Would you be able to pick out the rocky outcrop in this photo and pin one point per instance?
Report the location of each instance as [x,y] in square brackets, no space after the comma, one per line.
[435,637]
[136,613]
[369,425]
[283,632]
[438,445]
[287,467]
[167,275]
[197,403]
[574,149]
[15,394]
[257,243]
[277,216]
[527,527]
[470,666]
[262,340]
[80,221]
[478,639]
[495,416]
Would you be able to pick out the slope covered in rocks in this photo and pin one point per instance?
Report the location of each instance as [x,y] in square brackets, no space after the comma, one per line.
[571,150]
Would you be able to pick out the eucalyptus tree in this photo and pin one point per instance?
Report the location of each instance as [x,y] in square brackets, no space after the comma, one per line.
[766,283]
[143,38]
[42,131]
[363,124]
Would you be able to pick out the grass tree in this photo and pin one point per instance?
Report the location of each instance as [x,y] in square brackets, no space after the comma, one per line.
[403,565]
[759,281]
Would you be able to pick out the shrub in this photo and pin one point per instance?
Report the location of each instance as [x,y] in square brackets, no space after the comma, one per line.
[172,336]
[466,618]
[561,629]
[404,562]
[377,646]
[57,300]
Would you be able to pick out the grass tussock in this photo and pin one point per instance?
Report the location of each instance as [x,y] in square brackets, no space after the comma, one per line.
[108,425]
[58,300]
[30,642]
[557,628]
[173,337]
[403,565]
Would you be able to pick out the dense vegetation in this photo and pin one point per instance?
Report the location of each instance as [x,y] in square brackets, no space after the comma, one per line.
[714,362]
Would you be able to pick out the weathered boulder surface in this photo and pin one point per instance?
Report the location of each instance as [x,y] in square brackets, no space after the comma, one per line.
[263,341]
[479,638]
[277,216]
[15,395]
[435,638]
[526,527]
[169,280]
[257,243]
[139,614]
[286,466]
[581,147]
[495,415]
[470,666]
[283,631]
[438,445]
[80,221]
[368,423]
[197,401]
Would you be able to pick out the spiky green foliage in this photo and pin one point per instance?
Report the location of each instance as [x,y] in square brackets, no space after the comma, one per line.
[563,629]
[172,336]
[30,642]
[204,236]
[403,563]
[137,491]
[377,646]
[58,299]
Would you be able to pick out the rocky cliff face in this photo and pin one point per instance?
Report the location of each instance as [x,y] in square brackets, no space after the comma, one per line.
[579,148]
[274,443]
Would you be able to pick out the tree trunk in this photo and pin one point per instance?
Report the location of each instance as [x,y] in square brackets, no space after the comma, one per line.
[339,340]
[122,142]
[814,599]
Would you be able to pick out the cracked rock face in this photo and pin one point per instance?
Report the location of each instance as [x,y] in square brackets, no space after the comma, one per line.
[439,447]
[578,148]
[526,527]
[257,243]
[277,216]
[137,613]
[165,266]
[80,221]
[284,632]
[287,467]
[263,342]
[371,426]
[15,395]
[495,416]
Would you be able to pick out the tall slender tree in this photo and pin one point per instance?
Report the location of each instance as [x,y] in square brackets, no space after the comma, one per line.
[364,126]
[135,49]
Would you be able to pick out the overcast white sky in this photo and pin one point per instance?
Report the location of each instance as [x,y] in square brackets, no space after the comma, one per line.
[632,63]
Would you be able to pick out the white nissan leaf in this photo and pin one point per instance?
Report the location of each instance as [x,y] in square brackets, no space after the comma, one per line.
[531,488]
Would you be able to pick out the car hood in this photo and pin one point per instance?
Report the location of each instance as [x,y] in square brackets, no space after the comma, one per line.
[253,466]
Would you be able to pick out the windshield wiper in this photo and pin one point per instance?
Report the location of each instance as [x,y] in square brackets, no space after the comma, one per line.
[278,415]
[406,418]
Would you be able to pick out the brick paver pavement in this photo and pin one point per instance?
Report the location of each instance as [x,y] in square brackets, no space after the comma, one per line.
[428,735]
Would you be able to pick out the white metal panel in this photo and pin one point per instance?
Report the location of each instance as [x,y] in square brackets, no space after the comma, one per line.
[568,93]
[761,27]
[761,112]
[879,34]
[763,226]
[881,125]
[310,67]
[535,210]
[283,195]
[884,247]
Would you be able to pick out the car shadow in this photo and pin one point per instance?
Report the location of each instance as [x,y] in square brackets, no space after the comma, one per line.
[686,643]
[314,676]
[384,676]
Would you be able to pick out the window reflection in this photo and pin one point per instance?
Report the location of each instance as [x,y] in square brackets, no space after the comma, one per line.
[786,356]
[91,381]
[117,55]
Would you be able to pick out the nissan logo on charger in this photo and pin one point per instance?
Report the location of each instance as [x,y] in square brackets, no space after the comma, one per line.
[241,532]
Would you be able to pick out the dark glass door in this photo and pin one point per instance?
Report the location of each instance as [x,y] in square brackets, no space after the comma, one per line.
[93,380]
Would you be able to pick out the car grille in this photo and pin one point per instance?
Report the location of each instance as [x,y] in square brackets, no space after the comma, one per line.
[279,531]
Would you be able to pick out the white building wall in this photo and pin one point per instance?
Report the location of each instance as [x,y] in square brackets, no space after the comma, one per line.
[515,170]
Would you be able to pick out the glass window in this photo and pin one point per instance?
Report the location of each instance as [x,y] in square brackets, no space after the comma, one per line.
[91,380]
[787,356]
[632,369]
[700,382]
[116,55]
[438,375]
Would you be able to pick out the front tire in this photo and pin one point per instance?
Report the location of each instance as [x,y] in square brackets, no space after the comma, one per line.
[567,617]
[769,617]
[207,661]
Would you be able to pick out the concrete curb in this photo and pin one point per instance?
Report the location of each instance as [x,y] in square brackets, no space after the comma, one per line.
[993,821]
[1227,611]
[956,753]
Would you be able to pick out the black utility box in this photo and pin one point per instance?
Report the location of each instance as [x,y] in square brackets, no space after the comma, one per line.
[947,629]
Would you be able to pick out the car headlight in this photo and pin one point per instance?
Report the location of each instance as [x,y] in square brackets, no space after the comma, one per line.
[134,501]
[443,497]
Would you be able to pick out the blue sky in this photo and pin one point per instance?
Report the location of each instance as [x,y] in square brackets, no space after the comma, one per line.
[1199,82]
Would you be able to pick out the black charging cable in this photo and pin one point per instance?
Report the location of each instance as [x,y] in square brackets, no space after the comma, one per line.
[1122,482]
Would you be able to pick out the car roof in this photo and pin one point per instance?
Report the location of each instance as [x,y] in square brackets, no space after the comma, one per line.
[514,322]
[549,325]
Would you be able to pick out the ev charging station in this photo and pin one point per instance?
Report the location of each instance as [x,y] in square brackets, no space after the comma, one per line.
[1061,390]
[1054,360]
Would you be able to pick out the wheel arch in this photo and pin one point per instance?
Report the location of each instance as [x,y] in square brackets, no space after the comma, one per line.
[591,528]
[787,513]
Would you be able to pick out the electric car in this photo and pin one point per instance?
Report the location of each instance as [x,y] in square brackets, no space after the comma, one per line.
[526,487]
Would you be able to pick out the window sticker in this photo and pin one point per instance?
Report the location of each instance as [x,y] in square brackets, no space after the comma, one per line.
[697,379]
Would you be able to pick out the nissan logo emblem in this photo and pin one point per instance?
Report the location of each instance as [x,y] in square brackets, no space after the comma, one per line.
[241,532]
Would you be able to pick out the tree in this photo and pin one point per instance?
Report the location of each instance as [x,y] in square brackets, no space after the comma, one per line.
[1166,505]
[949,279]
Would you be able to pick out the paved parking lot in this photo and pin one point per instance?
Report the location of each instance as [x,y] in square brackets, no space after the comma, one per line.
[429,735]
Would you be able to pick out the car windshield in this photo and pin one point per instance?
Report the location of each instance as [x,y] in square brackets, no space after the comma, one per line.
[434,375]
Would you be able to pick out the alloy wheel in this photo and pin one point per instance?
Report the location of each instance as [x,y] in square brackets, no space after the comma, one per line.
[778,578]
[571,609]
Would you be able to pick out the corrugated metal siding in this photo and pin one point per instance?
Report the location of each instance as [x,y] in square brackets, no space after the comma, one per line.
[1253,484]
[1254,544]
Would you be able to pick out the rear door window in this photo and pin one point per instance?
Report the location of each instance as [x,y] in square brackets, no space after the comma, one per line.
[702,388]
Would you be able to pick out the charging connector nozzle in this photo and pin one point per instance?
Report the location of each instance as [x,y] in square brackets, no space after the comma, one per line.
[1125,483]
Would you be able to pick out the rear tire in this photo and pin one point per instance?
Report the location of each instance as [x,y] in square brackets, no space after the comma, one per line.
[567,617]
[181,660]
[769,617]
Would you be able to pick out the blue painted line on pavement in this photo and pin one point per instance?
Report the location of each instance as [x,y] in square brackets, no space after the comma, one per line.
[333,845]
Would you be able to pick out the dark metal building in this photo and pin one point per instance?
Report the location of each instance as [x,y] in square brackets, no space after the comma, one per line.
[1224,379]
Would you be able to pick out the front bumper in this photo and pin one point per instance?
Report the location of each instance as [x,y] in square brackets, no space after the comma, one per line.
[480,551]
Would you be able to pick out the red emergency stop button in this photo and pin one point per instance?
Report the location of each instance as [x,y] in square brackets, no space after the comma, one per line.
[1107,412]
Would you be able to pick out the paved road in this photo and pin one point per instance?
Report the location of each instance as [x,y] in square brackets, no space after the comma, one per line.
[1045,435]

__________

From the line holding "Would you be able to pick out the rear door" down to the final line above, quote every line exactly and only those lines.

- [PROBLEM SOLUTION]:
Would you be able to pick out the rear door window in this photo and pin one point per instance?
Report the location of each instance as [x,y] in square brackets, no space after the comma, one per line.
[702,388]
Would you be able to pick out the charging connector nozzle in this photo and pin one point per instance?
Report the location of each instance as [x,y] in square brackets, no space after the comma, one per line.
[1125,483]
Would you be able to pick out the rear tire in this photo and pin one point per instance?
Report the location of each instance as [x,y] in square brackets, no space after the comma, one per line.
[567,617]
[181,660]
[769,617]
Would you be able to pick out the blue painted line on pavement in this photo and pin one point per instance?
Report the location of each instance as [x,y] in square brackets, no space after the comma, one per line.
[333,845]
Would you be able to pick out the dark metal building in this photo and pin one point per instance?
Report the location of each instance as [x,y] in square brackets, no space after the comma, one per line.
[1224,379]
Would you be able to pick out the front bumper in this photo and pin one point per instance?
Report the location of each instance as [x,y] in square brackets, no space after the comma, one per line.
[480,551]
Would you be able to pick out the red emergency stop button in this photo and pin one point per instance?
Report the location of each instance as [x,y] in square brackets, no space after the comma, one per line.
[1107,412]
Would you be able to pick out the paved road in this photo and pin one point per instance?
Report the location of each instance as [x,y] in square brackets, no space after the comma, one per line.
[1045,435]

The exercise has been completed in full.